Rewrite the items between the line containing "Would it be possible for you to detect the small" and the line containing "[31,163,46,175]", inclusive, as a JSON list of strings with one string per line and blank lines omitted.

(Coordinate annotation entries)
_ _ _ _

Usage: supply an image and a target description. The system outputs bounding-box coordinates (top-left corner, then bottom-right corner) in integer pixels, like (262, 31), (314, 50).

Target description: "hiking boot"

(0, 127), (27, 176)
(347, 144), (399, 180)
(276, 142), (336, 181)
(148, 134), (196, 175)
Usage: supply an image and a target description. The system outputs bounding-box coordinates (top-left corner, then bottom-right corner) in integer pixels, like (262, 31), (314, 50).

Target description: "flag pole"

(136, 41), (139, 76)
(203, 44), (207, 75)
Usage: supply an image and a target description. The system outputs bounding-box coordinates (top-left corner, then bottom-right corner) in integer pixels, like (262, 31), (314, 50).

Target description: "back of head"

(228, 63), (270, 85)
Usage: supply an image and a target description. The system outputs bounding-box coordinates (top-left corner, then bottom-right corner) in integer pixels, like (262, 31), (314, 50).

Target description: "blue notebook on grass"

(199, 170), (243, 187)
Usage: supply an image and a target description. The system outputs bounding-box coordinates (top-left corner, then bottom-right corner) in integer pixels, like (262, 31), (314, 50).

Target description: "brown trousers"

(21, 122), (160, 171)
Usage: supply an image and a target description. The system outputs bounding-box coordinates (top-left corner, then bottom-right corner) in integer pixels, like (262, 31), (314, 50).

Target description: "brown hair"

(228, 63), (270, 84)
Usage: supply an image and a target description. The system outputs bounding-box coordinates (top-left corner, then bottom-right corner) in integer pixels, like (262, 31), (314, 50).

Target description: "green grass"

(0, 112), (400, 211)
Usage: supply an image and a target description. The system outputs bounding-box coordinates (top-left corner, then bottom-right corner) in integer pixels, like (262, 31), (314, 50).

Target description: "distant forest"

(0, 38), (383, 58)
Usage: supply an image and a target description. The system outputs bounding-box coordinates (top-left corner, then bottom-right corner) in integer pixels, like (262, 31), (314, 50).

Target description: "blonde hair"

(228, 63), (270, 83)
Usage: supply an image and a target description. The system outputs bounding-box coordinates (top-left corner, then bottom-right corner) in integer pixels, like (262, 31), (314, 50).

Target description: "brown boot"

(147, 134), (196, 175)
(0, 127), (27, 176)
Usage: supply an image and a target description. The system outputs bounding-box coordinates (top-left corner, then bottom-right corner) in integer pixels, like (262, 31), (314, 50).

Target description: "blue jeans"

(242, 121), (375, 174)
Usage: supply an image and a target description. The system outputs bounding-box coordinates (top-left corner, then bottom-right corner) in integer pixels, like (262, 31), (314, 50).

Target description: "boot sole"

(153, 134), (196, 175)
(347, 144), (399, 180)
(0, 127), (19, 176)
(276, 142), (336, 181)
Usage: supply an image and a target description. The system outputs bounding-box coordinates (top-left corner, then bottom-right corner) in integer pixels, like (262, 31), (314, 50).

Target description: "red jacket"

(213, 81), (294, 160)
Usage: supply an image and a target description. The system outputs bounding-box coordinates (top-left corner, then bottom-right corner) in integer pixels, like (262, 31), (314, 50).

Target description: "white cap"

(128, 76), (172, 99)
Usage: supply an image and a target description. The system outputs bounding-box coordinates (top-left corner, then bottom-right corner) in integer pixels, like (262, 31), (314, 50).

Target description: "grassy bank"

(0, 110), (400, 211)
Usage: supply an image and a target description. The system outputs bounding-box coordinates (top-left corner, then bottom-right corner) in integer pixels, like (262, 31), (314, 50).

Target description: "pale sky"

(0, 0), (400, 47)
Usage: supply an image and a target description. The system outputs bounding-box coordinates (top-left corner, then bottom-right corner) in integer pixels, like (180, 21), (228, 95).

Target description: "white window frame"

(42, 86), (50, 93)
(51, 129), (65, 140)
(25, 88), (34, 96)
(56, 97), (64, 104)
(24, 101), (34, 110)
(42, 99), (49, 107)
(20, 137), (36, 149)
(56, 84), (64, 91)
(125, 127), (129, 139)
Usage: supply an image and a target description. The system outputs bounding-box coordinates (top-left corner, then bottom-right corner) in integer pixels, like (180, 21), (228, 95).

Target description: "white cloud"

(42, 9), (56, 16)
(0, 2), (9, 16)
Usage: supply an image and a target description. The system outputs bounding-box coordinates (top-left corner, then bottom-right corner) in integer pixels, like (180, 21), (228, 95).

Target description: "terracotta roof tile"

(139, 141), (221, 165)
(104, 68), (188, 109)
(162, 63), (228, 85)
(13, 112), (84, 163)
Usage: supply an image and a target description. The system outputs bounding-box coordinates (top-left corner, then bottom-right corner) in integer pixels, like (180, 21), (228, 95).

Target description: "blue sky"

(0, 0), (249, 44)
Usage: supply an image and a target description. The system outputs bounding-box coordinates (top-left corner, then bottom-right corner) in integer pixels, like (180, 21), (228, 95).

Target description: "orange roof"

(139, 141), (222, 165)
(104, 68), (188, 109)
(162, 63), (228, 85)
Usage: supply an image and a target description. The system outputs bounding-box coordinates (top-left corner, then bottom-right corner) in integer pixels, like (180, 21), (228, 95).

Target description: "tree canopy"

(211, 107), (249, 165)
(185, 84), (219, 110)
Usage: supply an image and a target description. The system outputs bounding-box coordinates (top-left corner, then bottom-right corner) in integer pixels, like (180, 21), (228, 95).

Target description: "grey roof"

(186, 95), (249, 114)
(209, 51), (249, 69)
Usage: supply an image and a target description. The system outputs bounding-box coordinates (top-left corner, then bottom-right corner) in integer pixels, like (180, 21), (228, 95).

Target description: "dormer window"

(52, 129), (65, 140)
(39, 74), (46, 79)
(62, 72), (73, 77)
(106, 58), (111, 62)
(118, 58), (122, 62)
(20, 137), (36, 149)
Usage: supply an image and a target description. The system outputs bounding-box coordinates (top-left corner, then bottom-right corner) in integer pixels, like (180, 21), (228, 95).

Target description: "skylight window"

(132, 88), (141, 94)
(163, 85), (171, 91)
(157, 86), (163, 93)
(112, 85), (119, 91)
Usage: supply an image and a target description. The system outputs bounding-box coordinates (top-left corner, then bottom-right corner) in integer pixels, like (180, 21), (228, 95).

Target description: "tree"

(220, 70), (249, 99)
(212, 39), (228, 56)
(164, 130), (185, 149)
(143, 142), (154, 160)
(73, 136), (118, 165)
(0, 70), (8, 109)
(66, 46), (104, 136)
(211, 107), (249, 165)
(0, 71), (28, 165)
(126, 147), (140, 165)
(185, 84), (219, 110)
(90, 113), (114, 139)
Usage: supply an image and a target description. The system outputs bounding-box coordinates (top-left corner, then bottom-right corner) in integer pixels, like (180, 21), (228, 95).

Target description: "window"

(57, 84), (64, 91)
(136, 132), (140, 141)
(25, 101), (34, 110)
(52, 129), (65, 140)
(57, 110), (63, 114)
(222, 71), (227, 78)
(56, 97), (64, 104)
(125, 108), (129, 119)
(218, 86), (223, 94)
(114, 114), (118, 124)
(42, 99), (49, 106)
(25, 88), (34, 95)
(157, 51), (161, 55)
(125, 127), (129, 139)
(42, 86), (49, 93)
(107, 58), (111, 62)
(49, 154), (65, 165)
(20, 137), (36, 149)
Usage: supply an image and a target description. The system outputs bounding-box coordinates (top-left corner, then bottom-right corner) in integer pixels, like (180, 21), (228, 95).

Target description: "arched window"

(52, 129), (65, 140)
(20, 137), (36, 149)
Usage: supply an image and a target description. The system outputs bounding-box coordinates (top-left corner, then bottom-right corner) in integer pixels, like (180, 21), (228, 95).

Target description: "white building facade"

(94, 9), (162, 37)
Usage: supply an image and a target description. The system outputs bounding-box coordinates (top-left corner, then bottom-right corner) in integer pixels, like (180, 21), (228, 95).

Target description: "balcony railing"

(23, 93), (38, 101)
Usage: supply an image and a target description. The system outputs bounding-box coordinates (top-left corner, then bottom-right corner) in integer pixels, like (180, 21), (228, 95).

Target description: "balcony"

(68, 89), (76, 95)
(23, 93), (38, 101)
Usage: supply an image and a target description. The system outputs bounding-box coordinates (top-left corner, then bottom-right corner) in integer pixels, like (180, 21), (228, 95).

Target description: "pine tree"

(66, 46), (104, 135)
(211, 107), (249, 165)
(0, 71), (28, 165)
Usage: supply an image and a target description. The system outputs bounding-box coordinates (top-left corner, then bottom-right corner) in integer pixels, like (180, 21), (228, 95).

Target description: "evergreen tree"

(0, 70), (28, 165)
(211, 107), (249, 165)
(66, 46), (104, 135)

_ _ _ _

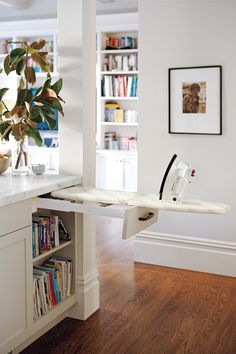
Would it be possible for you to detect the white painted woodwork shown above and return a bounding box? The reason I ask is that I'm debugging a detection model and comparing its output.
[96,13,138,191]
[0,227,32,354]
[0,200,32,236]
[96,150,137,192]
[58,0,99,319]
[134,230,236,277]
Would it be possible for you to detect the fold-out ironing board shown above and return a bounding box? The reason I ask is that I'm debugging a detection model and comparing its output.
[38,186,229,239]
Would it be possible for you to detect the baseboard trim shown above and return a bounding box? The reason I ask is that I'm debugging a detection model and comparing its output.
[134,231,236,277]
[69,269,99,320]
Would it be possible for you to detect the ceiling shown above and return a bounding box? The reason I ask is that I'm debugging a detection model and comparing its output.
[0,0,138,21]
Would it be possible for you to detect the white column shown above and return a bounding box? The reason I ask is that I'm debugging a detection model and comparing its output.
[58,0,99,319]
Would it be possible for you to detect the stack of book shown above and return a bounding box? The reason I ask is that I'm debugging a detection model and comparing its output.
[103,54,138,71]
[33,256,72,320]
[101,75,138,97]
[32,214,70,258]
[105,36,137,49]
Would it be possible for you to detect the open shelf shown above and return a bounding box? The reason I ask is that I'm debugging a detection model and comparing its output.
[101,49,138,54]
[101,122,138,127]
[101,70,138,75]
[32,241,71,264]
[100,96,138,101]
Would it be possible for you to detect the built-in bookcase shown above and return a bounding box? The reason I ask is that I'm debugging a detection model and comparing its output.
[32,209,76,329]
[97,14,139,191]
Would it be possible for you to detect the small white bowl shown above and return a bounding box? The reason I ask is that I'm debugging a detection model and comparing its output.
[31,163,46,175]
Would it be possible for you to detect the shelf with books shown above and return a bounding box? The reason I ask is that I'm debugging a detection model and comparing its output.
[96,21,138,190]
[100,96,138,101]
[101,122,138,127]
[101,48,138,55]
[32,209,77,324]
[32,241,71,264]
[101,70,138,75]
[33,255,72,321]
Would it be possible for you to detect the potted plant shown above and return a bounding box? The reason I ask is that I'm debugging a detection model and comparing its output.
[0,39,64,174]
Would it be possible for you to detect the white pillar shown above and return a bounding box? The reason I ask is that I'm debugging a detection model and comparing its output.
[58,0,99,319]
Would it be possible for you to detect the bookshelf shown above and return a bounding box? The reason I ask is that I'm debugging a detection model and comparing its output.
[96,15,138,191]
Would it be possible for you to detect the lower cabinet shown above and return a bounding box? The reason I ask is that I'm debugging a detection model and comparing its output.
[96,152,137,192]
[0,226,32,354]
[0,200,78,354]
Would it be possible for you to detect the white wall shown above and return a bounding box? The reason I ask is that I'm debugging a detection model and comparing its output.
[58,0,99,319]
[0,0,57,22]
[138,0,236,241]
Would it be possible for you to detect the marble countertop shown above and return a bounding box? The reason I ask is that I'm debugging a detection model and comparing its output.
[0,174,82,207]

_ _ _ _

EXPECTED ANSWER →
[
  "Would it be possible for you to detect the small white bowl shown above and return a bounding box? The reason I ask is that I'm debugging a detection model and comparing its output.",
  "[31,163,46,175]"
]